Replacing

We wish to find the parts of a given string that match a given pattern and replace those with a given replacement string.

This section is roughly organized into two parts as follows:

  • Finding Scenarios:
    • Substring: We wish to replace any occurrence of a substring i.e. a plain sequence of one or more characters.
    • Regular Expression: We wish to replace any occurrence of a regular expression match.
    • Pattern Column: We have a column of pattern strings (often a column of a table) of the same size as the column of input strings (often another column of a table) and we use the corresponding element in the pattern column to find the sub-string to be replaced in the input column.
    • First Match: We wish to replace only the first occurrence of a given pattern in a given string.
    • Ignore Case: We wish to replace parts of a given string that match a given pattern regardless of the case; i.e. we wish to ignore case while matching.
  • Replacement Scenarios:
    • Replacement Column: We have a column of replacement strings and a column of input strings . We use the corresponding element in the replacement column to replace the matched sub-string in the input column.
    • Multiple Replacements: We wish to replace multiple patterns each with a particular (often different) string.
    • Custom Replacement: We apply custom logic to determine the replacement string often based on the matched substring.
    • Capture Group Replacement: We wish to replace a pattern with a replacement that includes parts (represented as capture groups) of the captured pattern.

Substring

We wish to replace any occurrence of a substring i.e. a plain sequence of one or more characters.

In this example, we replace every occurrence of a hyphen '-' in each element of the column col_1 with an underscore '_'.

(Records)
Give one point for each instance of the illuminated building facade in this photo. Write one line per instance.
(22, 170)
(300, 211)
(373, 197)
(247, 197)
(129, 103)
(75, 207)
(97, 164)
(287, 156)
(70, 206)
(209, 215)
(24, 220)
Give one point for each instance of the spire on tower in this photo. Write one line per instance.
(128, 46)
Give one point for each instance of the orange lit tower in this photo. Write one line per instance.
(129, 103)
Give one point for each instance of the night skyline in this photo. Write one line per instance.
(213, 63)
==
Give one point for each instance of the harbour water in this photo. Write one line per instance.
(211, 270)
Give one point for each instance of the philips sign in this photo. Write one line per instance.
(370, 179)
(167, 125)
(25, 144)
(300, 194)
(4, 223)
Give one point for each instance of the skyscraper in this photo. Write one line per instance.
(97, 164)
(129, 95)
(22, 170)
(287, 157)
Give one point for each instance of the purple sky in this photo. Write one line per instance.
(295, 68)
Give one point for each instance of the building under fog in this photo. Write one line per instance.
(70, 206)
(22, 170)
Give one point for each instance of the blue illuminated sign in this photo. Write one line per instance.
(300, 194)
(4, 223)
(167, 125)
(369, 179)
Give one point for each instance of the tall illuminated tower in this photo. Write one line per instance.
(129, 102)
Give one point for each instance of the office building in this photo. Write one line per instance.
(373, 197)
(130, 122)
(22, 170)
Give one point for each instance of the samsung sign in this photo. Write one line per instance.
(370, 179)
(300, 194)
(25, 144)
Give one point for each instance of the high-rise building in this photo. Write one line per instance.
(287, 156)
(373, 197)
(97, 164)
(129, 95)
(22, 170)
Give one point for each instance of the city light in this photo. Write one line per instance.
* * *
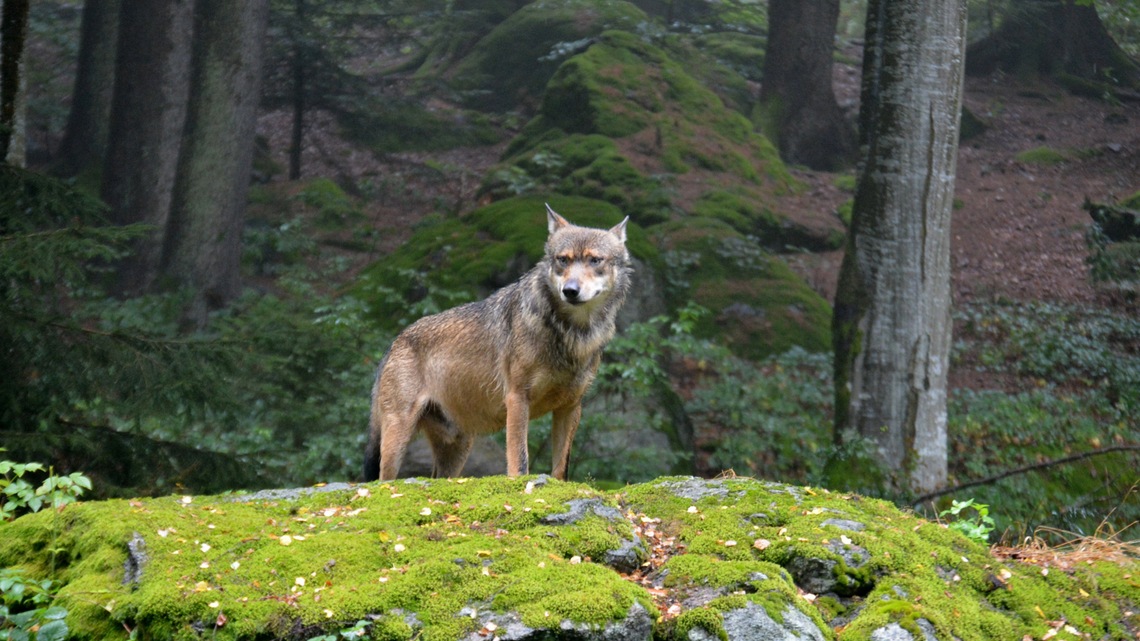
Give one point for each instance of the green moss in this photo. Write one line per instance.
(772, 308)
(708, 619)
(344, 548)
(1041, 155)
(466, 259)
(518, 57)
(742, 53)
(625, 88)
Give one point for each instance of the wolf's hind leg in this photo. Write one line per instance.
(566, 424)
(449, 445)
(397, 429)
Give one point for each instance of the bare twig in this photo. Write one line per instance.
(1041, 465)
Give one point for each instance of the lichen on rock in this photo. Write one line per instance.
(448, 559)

# Your tasks
1. In the text on replacing, what is the corresponding element of the pattern column used for in the Pattern Column scenario?
2. Can you pick up the text on replacing from where it stops?

# Results for the exercise
1. It is used to find the substring to be replaced in the matching input string. The pattern column is the same size as the input column, so each pattern pairs with the input string in the same position.

2.
SELECT *,
       REPLACE(col_1, '-', '_') col_2
FROM table_1;

Here is how this works:

  • We use the function REPLACE() to replace every occurrence of the substring '-' in each element of the column col_1 with the substring '_'.
  • In this case, the substring has just one character but in general, the substrings to use for matching or as replacements can be of any length.
  • The output table has the same number of rows and columns as the input table table_1 with an additional column col_2 where each element is the corresponding element of the column col_1 but with each occurrence of ‘-’ replaced with ‘_’.

Regular Expression

We wish to replace any occurrence of a regular expression match.

In this example, we wish to replace any sequence of two or more underscores with a single underscore.

SELECT *,
       REGEXP_REPLACE(col_1, '_{2,}', '_') col_2
FROM table_1;

Here is how this works:

  • We use the function REGEXP_REPLACE() to replace any sequence of two or more underscores with a single underscore in each element of the column col_1.
  • The function REGEXP_REPLACE() expects a regular expression by default.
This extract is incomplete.